Challenge: Set out the lines below as a numbered list, leaving out any blank lines and any pictures.

Excerpted data:
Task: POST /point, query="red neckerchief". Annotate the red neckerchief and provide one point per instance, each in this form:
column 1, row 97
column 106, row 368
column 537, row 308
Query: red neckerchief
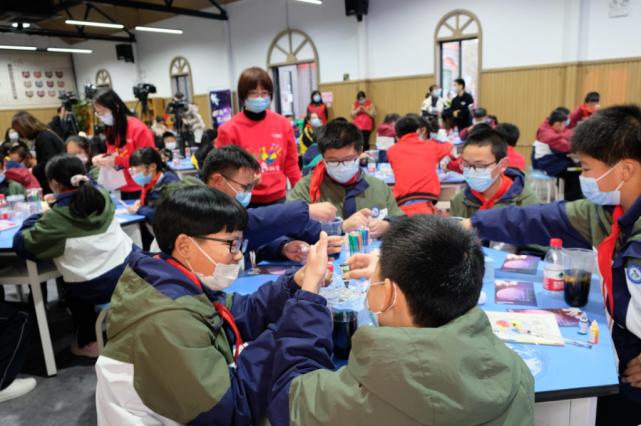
column 605, row 252
column 317, row 179
column 506, row 183
column 148, row 187
column 587, row 111
column 220, row 308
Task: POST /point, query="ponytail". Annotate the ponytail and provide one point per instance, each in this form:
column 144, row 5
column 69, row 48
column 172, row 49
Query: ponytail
column 68, row 171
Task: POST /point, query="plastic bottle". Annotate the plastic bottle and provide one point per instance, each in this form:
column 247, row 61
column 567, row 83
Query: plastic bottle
column 553, row 269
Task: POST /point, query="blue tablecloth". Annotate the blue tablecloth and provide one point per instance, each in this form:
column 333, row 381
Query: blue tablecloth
column 565, row 372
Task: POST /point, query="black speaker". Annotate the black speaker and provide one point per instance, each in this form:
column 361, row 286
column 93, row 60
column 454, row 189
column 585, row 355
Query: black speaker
column 125, row 52
column 356, row 7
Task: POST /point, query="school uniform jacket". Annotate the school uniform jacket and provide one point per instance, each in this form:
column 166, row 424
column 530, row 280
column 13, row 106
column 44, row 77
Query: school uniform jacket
column 583, row 224
column 169, row 359
column 89, row 252
column 550, row 151
column 457, row 374
column 367, row 192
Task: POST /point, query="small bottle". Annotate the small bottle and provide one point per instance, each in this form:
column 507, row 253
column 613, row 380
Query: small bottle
column 583, row 323
column 594, row 333
column 553, row 269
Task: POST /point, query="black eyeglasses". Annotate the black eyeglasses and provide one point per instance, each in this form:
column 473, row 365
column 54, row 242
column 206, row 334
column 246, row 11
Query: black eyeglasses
column 234, row 245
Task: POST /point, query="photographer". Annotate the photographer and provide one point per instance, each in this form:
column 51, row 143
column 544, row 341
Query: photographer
column 185, row 119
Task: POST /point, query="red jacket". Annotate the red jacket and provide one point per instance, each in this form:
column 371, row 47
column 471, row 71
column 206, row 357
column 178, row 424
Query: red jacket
column 516, row 159
column 414, row 164
column 271, row 141
column 557, row 141
column 138, row 136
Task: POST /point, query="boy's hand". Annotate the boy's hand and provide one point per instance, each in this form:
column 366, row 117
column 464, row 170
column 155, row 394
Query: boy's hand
column 362, row 266
column 377, row 227
column 322, row 212
column 296, row 250
column 360, row 218
column 633, row 373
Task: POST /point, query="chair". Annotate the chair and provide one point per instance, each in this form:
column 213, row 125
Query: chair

Task answer:
1. Task: POST /point, query="red neckerchief". Annotate the red neckerchief and provide one point per instance, each in this form:
2. column 1, row 97
3. column 106, row 368
4. column 537, row 308
5. Query: red neckerchief
6. column 605, row 252
7. column 317, row 179
8. column 506, row 183
9. column 148, row 187
10. column 587, row 111
11. column 220, row 308
12. Task: POST /point, query="ponytail". Annotate the ponytail and provide one point per instance, each in this form:
13. column 144, row 5
14. column 69, row 48
15. column 172, row 49
16. Query: ponytail
17. column 68, row 171
18. Task: POST /point, query="plastic bottle". Annotate the plastic bottle and provide one point per instance, each in this form:
19. column 247, row 61
20. column 567, row 83
21. Query: plastic bottle
22. column 553, row 269
23. Task: POST /point, query="blue tablecloth". Annotate the blue tablecloth and provide one point per instance, each in this form:
24. column 333, row 381
25. Query: blue tablecloth
26. column 565, row 372
27. Task: POST /point, query="black speaker". Annotate the black speaker and provide one point per instance, each in this form:
28. column 361, row 286
29. column 93, row 60
30. column 454, row 189
31. column 585, row 355
32. Query: black speaker
33. column 125, row 52
34. column 356, row 7
35. Task: POST /point, query="school uniform jacket". Annotate the school uniform jacket and provide one point per instance, each in this form:
36. column 166, row 424
37. column 530, row 280
38. column 13, row 106
39. column 44, row 77
40. Query: school uniform jacket
41. column 583, row 224
42. column 169, row 359
43. column 89, row 252
44. column 550, row 151
45. column 457, row 374
46. column 367, row 192
47. Task: POST /point, query="small bottle". Annotate the small bottle and provide one point per instance, each in this form:
48. column 507, row 253
49. column 613, row 380
50. Query: small bottle
51. column 583, row 323
52. column 594, row 333
53. column 553, row 269
54. Task: POST /point, query="black eyeglasses". Annotate the black eyeglasses and provide one point per instance, each in this form:
55. column 473, row 365
56. column 54, row 242
57. column 206, row 334
58. column 246, row 11
59. Query: black eyeglasses
60. column 234, row 245
61. Task: POST /point, query="photographer". Annotate the photographer and provide one point per instance, each in this form:
62. column 51, row 143
63. column 544, row 341
64. Query: photographer
65. column 185, row 119
66. Task: POST /point, query="red jacket". Annotate the red jacket and provide one point per instance, each in this form:
67. column 371, row 47
68. column 471, row 71
69. column 206, row 357
70. column 178, row 424
71. Query: red jacket
72. column 516, row 159
73. column 414, row 164
74. column 271, row 141
75. column 557, row 141
76. column 138, row 136
77. Task: POST /point, query="boy's hand". Annotate the boy's hand and provide one point per instance, each in this form:
78. column 366, row 117
79. column 464, row 170
80. column 155, row 394
81. Query: boy's hand
82. column 362, row 266
83. column 377, row 227
84. column 322, row 212
85. column 296, row 250
86. column 360, row 218
87. column 633, row 373
88. Task: POST /point, query="chair". Annotate the chair and provide one point per instance, each in this form:
89. column 213, row 125
90. Query: chair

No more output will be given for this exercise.